WHAT THE TASK REQUIRES:
Everything from the line containing "Where can you spot the glass railing?" to the final line of the records below should be given again exactly, and nothing else.

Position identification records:
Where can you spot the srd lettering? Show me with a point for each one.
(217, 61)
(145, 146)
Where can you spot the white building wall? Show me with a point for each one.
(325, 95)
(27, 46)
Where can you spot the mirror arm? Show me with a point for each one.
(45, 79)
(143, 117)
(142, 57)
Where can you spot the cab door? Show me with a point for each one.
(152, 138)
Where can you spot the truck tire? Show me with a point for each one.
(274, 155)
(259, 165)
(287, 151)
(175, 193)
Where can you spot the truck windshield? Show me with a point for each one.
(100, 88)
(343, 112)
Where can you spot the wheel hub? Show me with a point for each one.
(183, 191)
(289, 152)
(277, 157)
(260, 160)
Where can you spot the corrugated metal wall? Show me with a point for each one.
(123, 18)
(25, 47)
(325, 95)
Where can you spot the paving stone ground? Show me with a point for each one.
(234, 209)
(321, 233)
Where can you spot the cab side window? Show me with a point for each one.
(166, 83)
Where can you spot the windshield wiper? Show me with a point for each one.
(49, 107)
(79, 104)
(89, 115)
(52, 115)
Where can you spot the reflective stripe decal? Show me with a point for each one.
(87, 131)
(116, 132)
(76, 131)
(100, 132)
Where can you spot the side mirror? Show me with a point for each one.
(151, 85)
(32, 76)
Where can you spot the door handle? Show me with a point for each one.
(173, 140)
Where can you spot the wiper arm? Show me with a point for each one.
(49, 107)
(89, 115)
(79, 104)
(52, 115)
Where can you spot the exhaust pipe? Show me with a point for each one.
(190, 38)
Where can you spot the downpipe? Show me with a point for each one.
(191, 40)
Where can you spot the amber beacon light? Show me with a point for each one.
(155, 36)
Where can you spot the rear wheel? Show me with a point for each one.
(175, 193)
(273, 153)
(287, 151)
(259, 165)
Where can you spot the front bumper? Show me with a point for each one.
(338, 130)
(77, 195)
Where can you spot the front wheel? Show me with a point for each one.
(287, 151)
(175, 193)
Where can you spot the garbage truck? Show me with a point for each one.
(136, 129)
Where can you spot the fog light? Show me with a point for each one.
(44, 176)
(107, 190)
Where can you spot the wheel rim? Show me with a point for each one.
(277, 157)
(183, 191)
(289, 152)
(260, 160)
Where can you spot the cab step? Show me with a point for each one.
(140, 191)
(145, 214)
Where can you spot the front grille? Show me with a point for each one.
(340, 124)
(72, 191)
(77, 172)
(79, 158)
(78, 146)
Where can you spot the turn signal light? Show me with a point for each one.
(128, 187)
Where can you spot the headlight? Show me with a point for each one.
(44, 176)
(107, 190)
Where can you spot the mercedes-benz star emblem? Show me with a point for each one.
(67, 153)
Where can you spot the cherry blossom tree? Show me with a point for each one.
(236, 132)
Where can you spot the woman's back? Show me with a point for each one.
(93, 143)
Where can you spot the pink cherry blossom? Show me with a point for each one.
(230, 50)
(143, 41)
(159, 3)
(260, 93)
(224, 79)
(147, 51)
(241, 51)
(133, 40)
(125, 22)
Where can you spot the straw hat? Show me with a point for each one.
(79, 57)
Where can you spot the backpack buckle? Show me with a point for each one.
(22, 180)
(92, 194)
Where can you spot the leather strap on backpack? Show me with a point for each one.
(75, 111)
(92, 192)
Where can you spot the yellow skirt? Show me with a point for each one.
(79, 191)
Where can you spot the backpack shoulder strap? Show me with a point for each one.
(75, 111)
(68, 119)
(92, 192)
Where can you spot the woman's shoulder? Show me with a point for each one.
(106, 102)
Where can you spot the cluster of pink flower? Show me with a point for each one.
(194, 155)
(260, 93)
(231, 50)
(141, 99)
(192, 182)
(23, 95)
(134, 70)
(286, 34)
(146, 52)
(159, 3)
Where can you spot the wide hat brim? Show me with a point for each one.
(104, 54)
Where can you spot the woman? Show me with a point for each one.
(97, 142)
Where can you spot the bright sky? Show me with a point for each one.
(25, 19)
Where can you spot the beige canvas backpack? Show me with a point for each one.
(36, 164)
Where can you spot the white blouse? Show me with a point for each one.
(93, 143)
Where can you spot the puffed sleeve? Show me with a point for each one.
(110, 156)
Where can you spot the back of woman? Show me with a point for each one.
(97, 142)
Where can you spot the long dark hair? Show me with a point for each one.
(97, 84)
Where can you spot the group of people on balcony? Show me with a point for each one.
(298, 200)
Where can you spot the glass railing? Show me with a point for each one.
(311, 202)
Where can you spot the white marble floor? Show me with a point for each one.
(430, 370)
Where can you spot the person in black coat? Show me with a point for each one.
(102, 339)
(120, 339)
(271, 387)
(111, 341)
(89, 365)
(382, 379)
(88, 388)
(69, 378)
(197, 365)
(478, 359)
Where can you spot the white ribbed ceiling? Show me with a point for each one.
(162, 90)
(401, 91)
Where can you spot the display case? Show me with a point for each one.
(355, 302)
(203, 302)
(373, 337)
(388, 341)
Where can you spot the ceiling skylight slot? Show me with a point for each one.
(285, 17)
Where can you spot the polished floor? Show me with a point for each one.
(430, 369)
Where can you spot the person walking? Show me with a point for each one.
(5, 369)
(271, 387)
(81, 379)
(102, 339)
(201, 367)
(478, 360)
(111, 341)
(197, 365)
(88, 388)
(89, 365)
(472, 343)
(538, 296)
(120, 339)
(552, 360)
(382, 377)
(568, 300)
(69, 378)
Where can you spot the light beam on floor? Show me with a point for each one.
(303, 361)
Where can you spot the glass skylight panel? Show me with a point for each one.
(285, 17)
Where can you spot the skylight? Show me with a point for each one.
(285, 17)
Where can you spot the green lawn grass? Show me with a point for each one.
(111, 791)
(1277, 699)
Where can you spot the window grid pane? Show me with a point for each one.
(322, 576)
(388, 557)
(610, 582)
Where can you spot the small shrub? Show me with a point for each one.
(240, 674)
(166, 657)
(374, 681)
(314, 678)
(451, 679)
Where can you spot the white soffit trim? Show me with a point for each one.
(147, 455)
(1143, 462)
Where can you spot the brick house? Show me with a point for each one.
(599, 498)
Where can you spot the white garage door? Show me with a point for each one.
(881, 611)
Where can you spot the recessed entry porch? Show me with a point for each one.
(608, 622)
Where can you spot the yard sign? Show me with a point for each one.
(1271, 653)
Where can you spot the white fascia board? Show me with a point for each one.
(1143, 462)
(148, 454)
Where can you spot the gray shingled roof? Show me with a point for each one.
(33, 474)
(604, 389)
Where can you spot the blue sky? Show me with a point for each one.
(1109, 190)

RESULT BELOW:
Where can you spot the glass railing? Show me with a point for each one.
(311, 202)
Where can you spot the white marble floor? Show me with a point for each one.
(430, 370)
Where can you spot the person in black coat? Show me with a point for each one.
(102, 339)
(120, 339)
(271, 387)
(111, 341)
(89, 365)
(382, 379)
(88, 388)
(69, 378)
(197, 365)
(478, 359)
Where can you spot the white ribbed ceiling? Show me with a point for each one.
(162, 90)
(401, 91)
Where can you spot the display case? Show me with a point for each one.
(355, 302)
(203, 302)
(373, 337)
(388, 341)
Where can you spot the ceiling skylight slot? Show me with a point for each one.
(285, 17)
Where can you spot the polished floor? Show me with a point for each one.
(430, 369)
Where can you spot the person walking? Show me with a point for each one.
(5, 369)
(271, 387)
(81, 379)
(102, 339)
(201, 367)
(478, 360)
(111, 341)
(197, 365)
(88, 388)
(89, 365)
(472, 343)
(538, 296)
(120, 339)
(552, 360)
(382, 377)
(568, 300)
(69, 378)
Where can you spot the light beam on floor? Show me with a point for each one.
(303, 361)
Where can you spot the glass skylight panel? Show me with a point for each one.
(285, 17)
Where can you spot the skylight? Show me with a point for each one.
(285, 17)
Where can you spot the green lawn grass? Show me with a point for each one.
(111, 791)
(1277, 699)
Where can you spot the window grid pane? Show me with a point for each one.
(322, 576)
(388, 557)
(610, 582)
Where can you spot the small shrub? Show me with a point for each one.
(240, 674)
(166, 657)
(374, 681)
(314, 678)
(451, 679)
Where can you spot the white soffit trim? Show me with a point for each one.
(147, 455)
(1143, 462)
Where can you spot the brick house? Show me with a point for each one.
(599, 498)
Where can you spot the white garage door? Show me with a point for each one.
(881, 611)
Where can you spot the recessed entry porch? Show me with a point for each one.
(608, 622)
Where can you spot the yard sign? Show me with a point for each one.
(1271, 653)
Where can you spot the white fascia board? Show me with a point for each one.
(1143, 462)
(148, 454)
Where can you spot the gray shingled roof? Show me with a point for each one.
(33, 474)
(604, 389)
Where can you spot the blue sky? Show me with a point for each one.
(1109, 190)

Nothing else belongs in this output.